Exercise brief: Working from the line that contains "target | person falling" to the final line, transcribe each line exactly. No pictures belong in the copy.

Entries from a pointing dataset
------------

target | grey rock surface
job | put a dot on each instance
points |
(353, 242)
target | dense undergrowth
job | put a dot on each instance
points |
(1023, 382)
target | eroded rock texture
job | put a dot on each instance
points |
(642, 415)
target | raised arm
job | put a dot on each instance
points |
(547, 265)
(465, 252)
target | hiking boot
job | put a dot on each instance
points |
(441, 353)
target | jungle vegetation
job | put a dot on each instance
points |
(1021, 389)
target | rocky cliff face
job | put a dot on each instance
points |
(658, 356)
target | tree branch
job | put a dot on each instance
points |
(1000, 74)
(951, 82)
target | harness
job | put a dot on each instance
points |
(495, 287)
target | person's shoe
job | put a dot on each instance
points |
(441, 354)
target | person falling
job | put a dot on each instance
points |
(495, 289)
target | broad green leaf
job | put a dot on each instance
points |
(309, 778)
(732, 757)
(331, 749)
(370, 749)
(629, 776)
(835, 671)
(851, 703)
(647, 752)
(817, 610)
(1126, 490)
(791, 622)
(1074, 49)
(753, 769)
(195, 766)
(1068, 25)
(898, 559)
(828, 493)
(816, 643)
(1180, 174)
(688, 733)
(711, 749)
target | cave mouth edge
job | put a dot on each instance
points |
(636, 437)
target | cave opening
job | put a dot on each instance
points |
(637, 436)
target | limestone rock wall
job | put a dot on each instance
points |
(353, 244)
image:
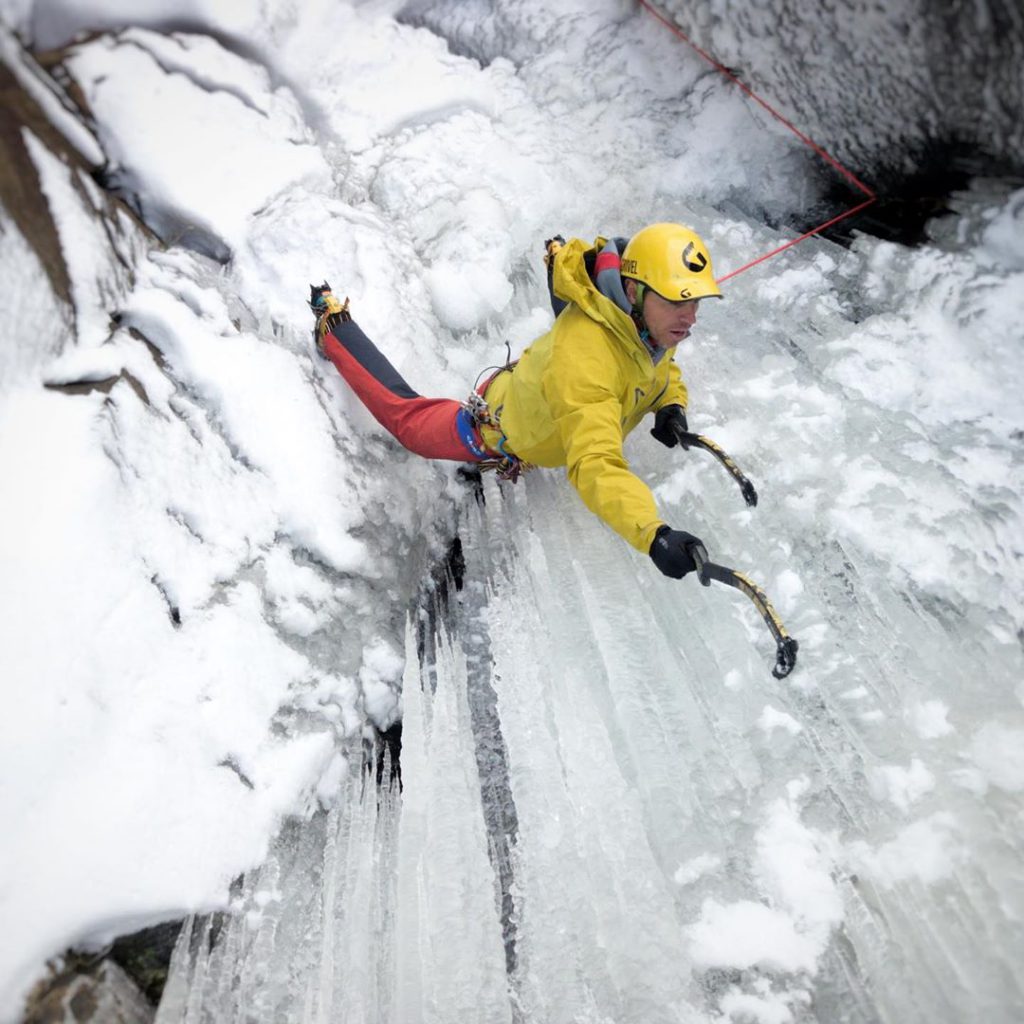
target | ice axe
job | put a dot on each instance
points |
(688, 440)
(785, 646)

------------

Output of the task:
target | person falling
job | put a dot on each instance
points |
(495, 289)
target | broad green leaf
job | put a dot on each instance
points |
(309, 778)
(732, 757)
(331, 749)
(370, 749)
(629, 776)
(835, 671)
(851, 703)
(647, 752)
(817, 610)
(1126, 490)
(791, 622)
(1074, 49)
(753, 769)
(195, 766)
(1068, 25)
(898, 559)
(828, 493)
(816, 643)
(1180, 174)
(688, 733)
(711, 749)
target | cave mouth edge
job | put a dot on each instance
points |
(636, 437)
target | cave opening
job | put a dot on each instance
points |
(637, 436)
target | limestone rock wall
job | put a dot on each instance
points |
(353, 244)
image:
target | ice axe
job | put a dot on each instance
points |
(688, 440)
(785, 646)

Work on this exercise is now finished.